**Exercise directions:**
Could the lines from the one with "Provide the mask of every instance of the **man" through the end of the listing be restated exactly, with nothing else included?

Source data
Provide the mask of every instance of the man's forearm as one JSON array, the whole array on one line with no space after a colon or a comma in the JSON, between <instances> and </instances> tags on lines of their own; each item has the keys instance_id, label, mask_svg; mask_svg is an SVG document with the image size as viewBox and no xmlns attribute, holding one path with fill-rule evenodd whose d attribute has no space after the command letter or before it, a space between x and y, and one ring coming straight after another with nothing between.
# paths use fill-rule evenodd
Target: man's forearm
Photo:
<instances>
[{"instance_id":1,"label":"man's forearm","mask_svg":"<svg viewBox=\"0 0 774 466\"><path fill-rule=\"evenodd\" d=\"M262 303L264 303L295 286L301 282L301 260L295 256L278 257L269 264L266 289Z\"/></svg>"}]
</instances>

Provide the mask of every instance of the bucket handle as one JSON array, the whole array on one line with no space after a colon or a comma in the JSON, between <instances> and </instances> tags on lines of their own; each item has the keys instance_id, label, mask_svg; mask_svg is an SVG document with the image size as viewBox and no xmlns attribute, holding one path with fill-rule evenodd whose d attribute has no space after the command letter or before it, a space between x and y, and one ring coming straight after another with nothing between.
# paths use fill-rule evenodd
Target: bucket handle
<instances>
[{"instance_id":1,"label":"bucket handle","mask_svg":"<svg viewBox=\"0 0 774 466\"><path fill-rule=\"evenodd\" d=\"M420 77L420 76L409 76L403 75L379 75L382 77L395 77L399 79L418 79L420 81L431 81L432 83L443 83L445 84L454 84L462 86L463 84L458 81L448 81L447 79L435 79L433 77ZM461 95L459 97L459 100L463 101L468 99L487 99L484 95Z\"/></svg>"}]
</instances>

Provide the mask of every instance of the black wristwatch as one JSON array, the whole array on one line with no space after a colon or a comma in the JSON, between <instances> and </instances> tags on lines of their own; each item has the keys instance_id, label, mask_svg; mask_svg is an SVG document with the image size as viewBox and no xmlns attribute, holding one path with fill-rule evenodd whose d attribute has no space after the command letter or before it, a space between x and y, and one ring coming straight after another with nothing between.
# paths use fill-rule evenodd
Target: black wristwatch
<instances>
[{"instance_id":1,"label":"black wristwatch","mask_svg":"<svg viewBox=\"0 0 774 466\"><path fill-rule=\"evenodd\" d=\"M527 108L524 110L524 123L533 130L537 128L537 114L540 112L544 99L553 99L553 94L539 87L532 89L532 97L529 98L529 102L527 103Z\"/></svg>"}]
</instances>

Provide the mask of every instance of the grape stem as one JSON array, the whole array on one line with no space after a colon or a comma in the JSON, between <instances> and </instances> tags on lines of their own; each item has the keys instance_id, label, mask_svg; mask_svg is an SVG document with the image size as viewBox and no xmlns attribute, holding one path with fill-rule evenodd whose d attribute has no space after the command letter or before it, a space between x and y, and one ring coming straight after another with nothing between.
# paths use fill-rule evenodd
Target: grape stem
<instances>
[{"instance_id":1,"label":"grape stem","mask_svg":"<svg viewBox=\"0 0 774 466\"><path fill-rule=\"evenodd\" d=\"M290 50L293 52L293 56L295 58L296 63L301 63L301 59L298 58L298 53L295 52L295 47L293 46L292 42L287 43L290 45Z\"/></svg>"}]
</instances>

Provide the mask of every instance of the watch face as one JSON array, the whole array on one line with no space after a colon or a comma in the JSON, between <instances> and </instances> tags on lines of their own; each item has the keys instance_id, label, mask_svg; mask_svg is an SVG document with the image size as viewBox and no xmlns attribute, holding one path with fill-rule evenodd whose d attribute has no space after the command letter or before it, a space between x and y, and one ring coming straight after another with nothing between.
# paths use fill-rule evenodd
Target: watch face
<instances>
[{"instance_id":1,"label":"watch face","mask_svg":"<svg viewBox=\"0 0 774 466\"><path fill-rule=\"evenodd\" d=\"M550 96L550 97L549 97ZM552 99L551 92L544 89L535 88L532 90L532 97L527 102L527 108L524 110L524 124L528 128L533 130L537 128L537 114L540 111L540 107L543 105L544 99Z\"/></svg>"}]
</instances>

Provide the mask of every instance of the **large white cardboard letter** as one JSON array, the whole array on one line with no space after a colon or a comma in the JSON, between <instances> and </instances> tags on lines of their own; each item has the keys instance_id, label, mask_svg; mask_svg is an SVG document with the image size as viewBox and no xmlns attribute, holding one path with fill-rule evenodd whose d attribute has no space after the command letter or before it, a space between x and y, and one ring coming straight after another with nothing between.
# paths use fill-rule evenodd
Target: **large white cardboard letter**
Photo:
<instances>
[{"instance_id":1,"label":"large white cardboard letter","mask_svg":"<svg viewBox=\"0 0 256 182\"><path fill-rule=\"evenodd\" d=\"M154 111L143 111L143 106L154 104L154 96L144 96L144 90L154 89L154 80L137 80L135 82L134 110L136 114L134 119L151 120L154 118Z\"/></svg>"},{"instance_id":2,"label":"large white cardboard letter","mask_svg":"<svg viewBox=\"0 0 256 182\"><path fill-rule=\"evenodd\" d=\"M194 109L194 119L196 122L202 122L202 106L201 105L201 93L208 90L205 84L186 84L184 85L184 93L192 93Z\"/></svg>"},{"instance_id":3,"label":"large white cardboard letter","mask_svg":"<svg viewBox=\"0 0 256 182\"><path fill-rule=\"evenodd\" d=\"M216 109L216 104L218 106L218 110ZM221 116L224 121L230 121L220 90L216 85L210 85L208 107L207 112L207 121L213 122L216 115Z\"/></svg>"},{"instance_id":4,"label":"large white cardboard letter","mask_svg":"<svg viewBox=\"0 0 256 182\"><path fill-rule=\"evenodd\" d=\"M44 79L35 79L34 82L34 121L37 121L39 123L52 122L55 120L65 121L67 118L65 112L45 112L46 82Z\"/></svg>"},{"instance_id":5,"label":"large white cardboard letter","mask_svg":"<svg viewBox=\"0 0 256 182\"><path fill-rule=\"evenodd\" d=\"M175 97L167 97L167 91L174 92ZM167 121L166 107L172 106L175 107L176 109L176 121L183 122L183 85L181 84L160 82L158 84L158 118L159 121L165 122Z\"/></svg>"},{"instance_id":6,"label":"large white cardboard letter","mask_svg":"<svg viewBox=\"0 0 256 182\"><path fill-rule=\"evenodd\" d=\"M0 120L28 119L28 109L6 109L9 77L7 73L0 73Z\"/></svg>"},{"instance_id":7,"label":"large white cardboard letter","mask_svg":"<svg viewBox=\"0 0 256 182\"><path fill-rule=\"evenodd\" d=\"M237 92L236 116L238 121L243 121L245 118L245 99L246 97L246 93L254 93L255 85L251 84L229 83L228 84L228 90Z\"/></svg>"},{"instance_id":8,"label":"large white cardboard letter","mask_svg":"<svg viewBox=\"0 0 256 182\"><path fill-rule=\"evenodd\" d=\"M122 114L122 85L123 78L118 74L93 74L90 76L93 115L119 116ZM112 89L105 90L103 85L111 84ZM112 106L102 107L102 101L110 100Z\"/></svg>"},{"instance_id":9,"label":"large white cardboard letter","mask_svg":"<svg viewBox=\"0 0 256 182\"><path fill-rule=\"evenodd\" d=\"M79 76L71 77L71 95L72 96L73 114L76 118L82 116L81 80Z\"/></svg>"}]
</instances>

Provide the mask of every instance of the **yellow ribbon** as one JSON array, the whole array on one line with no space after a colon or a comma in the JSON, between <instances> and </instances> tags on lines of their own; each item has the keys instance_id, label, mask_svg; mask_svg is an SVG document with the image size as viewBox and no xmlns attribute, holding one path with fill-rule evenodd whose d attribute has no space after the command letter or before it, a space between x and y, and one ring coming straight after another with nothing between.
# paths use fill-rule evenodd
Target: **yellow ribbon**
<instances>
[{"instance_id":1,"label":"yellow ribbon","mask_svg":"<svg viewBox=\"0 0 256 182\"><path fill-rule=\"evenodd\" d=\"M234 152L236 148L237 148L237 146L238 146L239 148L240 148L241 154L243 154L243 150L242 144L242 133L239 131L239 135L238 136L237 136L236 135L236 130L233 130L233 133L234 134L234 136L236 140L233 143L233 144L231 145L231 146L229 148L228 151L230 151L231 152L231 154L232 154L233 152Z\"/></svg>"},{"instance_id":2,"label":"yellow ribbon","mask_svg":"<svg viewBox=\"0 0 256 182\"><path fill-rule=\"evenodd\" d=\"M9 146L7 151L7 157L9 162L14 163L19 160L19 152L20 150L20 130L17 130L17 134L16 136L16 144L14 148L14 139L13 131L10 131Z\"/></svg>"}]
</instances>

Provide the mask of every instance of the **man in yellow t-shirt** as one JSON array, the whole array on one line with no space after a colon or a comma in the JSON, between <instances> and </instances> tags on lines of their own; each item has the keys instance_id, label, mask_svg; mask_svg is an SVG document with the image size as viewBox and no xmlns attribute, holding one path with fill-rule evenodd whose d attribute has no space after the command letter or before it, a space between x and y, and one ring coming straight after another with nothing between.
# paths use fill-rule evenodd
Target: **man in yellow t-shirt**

**Exercise result:**
Provide the mask of every instance of the **man in yellow t-shirt** as one JSON array, the whole array on one line with no space after a colon or a comma in the JSON, between <instances> and </instances> tags on lines of their own; each item has the keys instance_id, label, mask_svg; mask_svg is an SVG document with the image size as viewBox and no xmlns attribute, holding one path with fill-rule evenodd whose d attribute has no space after the command letter or before it, a space between x and y, and one ring coming straight after another with nothing between.
# paths use fill-rule evenodd
Target: **man in yellow t-shirt**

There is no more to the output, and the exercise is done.